======== SUPPLIED RECORDS ========
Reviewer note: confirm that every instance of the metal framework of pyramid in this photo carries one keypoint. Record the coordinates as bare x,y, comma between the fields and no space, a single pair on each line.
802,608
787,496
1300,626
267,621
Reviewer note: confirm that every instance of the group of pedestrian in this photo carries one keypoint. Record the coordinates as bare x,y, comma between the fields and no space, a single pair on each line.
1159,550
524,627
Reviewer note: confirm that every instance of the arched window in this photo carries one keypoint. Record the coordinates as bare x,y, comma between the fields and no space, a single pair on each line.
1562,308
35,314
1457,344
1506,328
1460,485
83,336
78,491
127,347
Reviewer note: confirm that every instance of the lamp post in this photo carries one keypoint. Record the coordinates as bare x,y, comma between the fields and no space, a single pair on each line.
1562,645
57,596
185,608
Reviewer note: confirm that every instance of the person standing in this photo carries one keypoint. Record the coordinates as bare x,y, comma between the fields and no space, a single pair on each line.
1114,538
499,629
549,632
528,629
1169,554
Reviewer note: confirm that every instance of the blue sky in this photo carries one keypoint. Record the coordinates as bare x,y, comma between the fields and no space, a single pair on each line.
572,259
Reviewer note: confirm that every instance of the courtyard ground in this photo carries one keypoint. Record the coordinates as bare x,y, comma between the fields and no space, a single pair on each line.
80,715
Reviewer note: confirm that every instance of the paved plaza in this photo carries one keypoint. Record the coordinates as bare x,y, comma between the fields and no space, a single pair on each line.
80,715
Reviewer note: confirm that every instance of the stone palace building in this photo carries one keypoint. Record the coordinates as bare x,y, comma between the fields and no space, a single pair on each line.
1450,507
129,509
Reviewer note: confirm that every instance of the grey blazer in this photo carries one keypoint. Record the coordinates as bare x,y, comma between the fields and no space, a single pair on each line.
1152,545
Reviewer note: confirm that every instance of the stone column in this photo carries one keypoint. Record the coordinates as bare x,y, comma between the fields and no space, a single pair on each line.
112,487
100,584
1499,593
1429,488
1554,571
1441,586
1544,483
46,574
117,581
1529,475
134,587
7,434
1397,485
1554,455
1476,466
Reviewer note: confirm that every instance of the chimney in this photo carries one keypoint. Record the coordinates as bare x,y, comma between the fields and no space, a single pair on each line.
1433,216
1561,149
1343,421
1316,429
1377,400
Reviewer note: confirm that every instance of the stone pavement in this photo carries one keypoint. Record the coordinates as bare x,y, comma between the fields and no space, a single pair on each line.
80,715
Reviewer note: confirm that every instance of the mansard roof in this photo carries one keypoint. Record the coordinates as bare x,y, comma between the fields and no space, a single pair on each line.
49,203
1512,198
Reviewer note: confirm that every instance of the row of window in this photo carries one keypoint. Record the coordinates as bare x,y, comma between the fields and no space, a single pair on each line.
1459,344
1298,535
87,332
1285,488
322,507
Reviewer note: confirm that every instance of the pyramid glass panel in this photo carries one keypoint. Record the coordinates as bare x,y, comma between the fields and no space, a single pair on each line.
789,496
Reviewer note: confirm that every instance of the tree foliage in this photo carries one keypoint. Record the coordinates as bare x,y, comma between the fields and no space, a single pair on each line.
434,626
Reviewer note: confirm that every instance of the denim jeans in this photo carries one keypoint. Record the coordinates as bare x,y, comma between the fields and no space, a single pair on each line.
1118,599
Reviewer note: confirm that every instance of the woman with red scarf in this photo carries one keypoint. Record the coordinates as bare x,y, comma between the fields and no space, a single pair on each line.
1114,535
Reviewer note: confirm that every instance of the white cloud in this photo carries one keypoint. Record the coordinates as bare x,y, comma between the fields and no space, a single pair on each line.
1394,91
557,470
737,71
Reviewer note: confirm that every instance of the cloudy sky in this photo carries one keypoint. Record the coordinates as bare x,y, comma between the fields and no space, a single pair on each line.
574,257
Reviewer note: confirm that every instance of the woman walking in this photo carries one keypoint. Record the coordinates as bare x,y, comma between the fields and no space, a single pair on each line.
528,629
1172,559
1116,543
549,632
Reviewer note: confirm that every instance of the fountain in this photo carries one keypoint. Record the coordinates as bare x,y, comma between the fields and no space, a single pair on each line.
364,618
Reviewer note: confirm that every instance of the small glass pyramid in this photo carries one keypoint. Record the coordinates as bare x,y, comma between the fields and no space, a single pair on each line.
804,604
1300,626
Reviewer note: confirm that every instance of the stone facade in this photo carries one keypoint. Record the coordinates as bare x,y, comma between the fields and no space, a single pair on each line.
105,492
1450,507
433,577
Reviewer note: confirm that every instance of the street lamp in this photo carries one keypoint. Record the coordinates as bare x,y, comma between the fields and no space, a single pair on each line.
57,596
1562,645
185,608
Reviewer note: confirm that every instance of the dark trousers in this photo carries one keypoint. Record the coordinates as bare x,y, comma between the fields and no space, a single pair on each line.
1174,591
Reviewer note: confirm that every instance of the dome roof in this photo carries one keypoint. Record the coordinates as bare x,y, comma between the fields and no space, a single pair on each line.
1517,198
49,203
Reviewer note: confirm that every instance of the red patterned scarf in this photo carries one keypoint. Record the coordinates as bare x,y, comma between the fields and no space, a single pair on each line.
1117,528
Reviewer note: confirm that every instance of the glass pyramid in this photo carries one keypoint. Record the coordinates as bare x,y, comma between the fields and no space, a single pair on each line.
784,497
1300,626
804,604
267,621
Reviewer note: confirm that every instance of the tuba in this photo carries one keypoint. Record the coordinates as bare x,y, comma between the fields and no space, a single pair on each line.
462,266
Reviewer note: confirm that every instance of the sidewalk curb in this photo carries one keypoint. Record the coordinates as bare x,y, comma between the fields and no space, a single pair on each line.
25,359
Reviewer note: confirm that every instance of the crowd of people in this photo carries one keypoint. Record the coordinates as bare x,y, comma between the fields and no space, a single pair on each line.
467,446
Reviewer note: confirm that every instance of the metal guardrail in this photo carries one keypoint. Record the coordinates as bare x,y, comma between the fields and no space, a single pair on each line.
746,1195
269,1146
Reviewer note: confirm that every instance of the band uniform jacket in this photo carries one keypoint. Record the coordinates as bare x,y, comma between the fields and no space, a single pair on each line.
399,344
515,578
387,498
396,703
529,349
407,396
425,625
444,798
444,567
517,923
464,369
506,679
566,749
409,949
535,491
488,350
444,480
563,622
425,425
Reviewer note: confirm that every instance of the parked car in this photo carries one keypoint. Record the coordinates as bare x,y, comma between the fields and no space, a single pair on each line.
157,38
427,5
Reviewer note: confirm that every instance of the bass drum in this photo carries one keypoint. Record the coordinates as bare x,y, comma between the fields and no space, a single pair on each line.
========
# TASK PROMPT
Please set down each line of the records exactly as given.

# EXERCISE ANSWER
Reviewer note: confirm that every instance of the metal framework of pyramid in this photo carries one keypoint. Record the coordinates as bare x,y, comma between the fields and no space, a single pair on each line.
802,608
787,496
1300,626
267,621
Reviewer note: confirm that every instance of the group of pedestrian in this photo carries one keypoint. Record the coordinates as bare x,y, comma between the fields and no space, a single pair on each line.
1159,550
524,627
Reviewer note: confirm that every instance of the arched window in this photo carries one keypoint. Record the coordinates as bare x,y, comma between the fields and no space, a single pair on each line.
1562,308
35,314
1457,344
1506,328
1460,485
83,336
78,491
127,347
Reviewer note: confirm that every instance of the lamp post in this photo carries one keypoint. Record the coordinates as bare x,y, comma between the fields and no space, a single pair on each line.
1562,645
57,596
185,608
Reviewer note: confirm that every instance of the person standing in this photo carries one keypoint. Record the coordinates as bare x,y, comma between the fields and no space, a single pair on each line.
1114,538
499,629
549,632
528,629
1169,554
Reviewer note: confirm that every instance of the blue sky in this photo carries one keypoint. Record the coordinates as bare x,y, comma between the fields and no space, a single pair on each line.
572,259
Reviewer note: confirm that every instance of the courtyard ground in this photo carries one keypoint. Record the coordinates as bare x,y, comma between the fields and no space, a single pair on each line.
80,715
Reviewer note: confirm that every instance of the paved plaza in this photo carries one keypoint. Record the coordinates as bare x,y, comma between the fields and no space, a single pair on each line.
80,715
Reviewer note: confirm that every instance of the stone palace building in this photo carries one keypoint. Record the coordinates as bare x,y, comma between the fields and no space, a single pair on each line.
1450,507
129,509
Reviewer note: confirm that every instance of the grey blazer in this photo carries one keypoint. Record the coordinates as bare x,y, comma between the fields and no space, a single pair on each line.
1152,545
Reviewer note: confirm that every instance of the stone column in this photo carries one keypoint. Record the coordinates as bare x,y, comma between the fields and no space, a single pair on each line.
112,487
100,584
1499,593
1429,488
1554,571
1441,586
1544,483
46,574
117,581
1529,475
134,587
7,434
1397,485
1554,455
1476,466
Reviewer note: confirm that every instance of the chimney in this photo carries one keypoint. Record the coordinates as bare x,y, comma between the fields and no space, a single pair on each line.
1433,216
1561,149
1343,421
1316,429
1377,400
Reviewer note: confirm that every instance of the stone pavement in this photo carries one keypoint. Record the coordinates as bare x,y, comma between the fields and no space, a single pair on each line.
80,715
Reviewer note: confirm that every instance of the mansard roof in this photo carries one keypoint. Record the coordinates as bare x,y, comma between the fields and no space, a single pair on each line.
49,203
1512,198
Reviewer note: confirm that every instance of the row of window in this photo carries one keypoint. Record the coordinates as bare x,y, comma between the fields and no space, a single pair on each line.
1459,344
1298,535
87,332
1285,488
322,507
Reviewer note: confirm that every instance of the pyramid glass panel in this photo carries one keypoint. Record the coordinates as bare x,y, comma between the fields and no space, a single pair on each line.
789,496
Reviewer note: confirm that every instance of the tree foliage in this photo carries one keypoint. Record the coordinates as bare x,y, comma between the fields and no space, a single pair on each line.
434,626
Reviewer note: confirm that every instance of the denim jeans in this photo carries one keypoint. Record the coordinates as bare x,y, comma between the fields and no space, a single pair on each line.
1118,599
Reviewer note: confirm that every instance of the woman with red scarf in this photo carries one keypoint. Record the coordinates as bare x,y, comma between the fields and no space, a single pair on each line.
1114,535
Reviewer note: confirm that every instance of the white cloud in this photo carries one keypoint. Record the coordinates as bare x,y, comma between the fields and no space, a single pair on each line.
1394,91
557,470
737,71
Reviewer note: confirm that every instance of the cloudy sky in this photo carries one keypoint. Record the coordinates as bare x,y, comma between the fields and no space, a single pair on each line.
574,257
Reviewer note: confirm that every instance of the woman walking in this photo carries one keypoint. Record the coordinates as bare x,y, comma between the fields and no space, a single pair on each line.
528,629
1172,559
1116,543
549,632
Reviewer note: confirm that every instance of the fountain in this photo carries one keypoint. Record the coordinates as bare x,y, comma between the fields and no space, a single pair on each line.
364,618
Reviewer note: confirm that every instance of the small glass pyramid in this photo carries one keypoint. Record the coordinates as bare x,y, comma between the fields and no space, a single pair on each line.
804,604
1300,626
Reviewer note: confirm that every instance of the stone facade in this photo carries one keypoint. Record the coordinates as bare x,y, comma between the fields and no space, a single pair on each line.
105,492
1450,507
433,577
Reviewer note: confirm that every instance of the street lamp in this photo carries one keypoint. Record the coordinates as bare x,y, comma between the fields and no space, a single pair on each line.
57,596
1562,645
185,608
Reviewer note: confirm that every instance of the dark trousers in this photo carries one keypoint. Record the coordinates as bare x,y, comma between the fields and no space, a single pair on each line.
1174,591
Reviewer note: confirm that every instance of the dome roof in this photo carries one keypoint. Record the coordinates as bare x,y, comma between the fields and no space, a single pair on each line.
1517,198
49,203
Reviewer note: confirm that every instance of the red patterned scarf in this photo carries one keypoint. Record the coordinates as bare x,y, comma between the fields and no space, a single pair on each line.
1117,528
Reviewer note: confirm that every instance of the glass pyramid in this photo carries one keypoint. Record the coordinates as bare x,y, comma between the fields and no space, a single pair on each line.
784,497
1300,626
804,604
267,621
Reviewer note: confirm that every instance of the tuba in this photo carries one keypoint. Record the coordinates as bare x,y, comma between the fields and no space, a single pair on each line.
462,266
Reviewer note: confirm that every instance of the sidewalk curb in this photo carries one keypoint. Record the coordinates as bare x,y, comma between the fields and no space, a single pair on each line.
25,359
Reviewer note: confirm that every instance of the crowd of people in this photo carries one keypoint. Record the coordinates as bare x,y, comma between the fields and no space, a single pair on each line.
467,446
Reviewer note: confirm that every instance of the metal guardrail in this photo carries one keypoint. Record the coordinates as bare x,y, comma between the fields and no space, a single pair on each line.
746,1195
269,1146
Reviewer note: confirm that every instance of the band uniform jacket in this photo carries one keypoint. Record the coordinates as bare x,y, comma between the fields and no space, a single pair on each line.
399,344
515,578
387,498
396,703
529,349
407,396
425,625
444,798
444,567
517,923
464,369
506,679
566,749
409,949
535,491
488,350
444,480
563,622
425,425
Reviewer note: confirm that every instance of the parked car in this photo carries one keypoint. Record the coordinates as bare x,y, comma between the fields and no space, a single pair on each line.
157,38
427,5
Reviewer note: confirm that every instance of the bass drum in this photo carries one keypoint. Record the coordinates as bare x,y, comma between the fields and no space, a single pair on each line.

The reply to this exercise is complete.